### TEXT SECTION
Madison Beer to Explore Young Fame and Mental Health in Debut Memoir: 'Sharing My Honest Journey'

Beer tells PEOPLE about the "therapeutic" process of writing her upcoming memoir The Half of It, taking control over her own narrative and sharing it with fans

Madison Beer
Madison Beer. Photo: Courtesy Harper Collins

Madison Beer has shared more than 10 years of her life on social media, but there's so much more to her story.

On Wednesday, the "Selfish" singer-songwriter, 23, announced her debut memoir The Half of It, set for an April 25 release via Harper Collins, and PEOPLE can exclusively reveal the book's stunning cover artwork.

Crafted over two years, The Half of It will explore Beer's journey to becoming a successful musician, which was sparked when she went viral at age 12 with a cover of "At Last" by Etta James that was shared by Justin Bieber and earned over 1.5 million views. She then began releasing original music and became a notable personality on the internet, where she's amassed nearly 35 million Instagram followers — and fallen victim to extreme criticism and hatred.

### ENTRIES SHOWN
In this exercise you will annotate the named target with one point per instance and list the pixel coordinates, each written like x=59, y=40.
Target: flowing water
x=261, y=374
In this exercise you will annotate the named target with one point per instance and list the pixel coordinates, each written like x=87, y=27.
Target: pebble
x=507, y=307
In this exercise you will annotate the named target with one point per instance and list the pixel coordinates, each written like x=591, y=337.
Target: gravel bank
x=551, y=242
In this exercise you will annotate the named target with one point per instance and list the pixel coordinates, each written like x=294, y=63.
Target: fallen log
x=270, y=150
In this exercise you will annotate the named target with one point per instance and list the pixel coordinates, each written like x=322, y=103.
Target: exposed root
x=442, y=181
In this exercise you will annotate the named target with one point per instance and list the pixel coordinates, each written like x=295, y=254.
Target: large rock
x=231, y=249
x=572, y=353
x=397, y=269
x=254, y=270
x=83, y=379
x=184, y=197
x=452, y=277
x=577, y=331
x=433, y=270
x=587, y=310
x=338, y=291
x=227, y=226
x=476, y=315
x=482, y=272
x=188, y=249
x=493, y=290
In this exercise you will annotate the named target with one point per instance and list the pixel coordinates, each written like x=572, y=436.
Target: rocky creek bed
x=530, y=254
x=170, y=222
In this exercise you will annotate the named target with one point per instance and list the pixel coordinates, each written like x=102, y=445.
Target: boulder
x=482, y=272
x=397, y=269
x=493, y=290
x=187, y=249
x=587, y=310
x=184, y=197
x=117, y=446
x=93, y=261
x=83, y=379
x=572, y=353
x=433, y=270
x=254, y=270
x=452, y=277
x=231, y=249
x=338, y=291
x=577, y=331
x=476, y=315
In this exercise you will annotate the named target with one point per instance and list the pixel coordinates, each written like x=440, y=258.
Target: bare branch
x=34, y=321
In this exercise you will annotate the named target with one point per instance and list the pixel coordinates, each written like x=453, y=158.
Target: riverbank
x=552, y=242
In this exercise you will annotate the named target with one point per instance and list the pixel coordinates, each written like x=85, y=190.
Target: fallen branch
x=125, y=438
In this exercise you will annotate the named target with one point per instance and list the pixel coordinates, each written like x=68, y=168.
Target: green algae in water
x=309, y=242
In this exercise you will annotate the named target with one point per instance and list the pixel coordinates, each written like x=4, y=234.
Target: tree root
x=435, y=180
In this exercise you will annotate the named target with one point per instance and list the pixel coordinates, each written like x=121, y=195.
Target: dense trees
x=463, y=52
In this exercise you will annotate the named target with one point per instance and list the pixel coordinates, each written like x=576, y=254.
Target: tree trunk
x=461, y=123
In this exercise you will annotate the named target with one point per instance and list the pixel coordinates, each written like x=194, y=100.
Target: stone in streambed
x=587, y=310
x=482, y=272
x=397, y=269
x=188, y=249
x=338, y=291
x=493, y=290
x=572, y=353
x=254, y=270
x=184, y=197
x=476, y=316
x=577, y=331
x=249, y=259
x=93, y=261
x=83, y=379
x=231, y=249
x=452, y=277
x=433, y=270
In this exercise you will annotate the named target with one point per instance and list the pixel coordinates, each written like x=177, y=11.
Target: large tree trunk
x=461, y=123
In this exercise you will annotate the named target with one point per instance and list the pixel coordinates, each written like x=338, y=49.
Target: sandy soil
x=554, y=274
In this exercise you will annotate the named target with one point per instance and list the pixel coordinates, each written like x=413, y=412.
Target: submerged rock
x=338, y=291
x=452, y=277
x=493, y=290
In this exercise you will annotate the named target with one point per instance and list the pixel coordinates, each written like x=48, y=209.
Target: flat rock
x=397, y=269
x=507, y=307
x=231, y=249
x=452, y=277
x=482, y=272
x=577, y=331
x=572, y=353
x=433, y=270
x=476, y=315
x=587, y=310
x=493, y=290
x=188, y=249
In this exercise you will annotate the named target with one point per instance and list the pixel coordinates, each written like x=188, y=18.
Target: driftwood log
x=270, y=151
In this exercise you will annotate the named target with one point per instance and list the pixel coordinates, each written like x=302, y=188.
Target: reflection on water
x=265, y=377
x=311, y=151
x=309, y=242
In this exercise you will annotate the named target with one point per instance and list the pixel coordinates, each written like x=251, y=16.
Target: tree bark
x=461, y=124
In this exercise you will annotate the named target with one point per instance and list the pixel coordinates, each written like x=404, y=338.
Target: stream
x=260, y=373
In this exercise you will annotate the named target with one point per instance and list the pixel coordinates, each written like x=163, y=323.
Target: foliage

### ACTIONS TO TAKE
- A) In the article about Madison Beer's memoir, over what period was The Half of It crafted?
- B) Extend the article about Madison Beer's memoir with new text that begins after its final sentence.

### EXPECTED RESULTS
- A) Over two years.

- B)
She'll also write through having her privacy invaded with leaked photos, mental health issues and considering suicide while crafting her debut album, 2021's Life Support, before embarking on the road to recovery. According to a press release, the memoir "hammers home the point, more striking and urgent than ever, that no matter how close the internet may make us feel to people, we truly don't know the half of it."

Beer recently caught up with PEOPLE to discuss the therapeutic process of writing The Half of It, taking control over her own narrative and sharing her story with fans.

Madison Beer
Madison Beer. Ryan Emberley/amfAR/Getty

What inspired you to write your first memoir, The Half of It, at just 23 years old?

I really wanted to write this book now because I thought sharing some of the ups and downs in my life might be able to help other people navigate and relate. I called the book The Half of It as I know there will be more evolution and more to my story, but for now, I wanted to share my story in the hope that my journey might be comforting to others.

The book recounts the highs and lows of your life and career, from massive success to hatred and violations of privacy you experienced online as a teenager. How did it feel to look back on such dark moments and take the narrative back into your own hands?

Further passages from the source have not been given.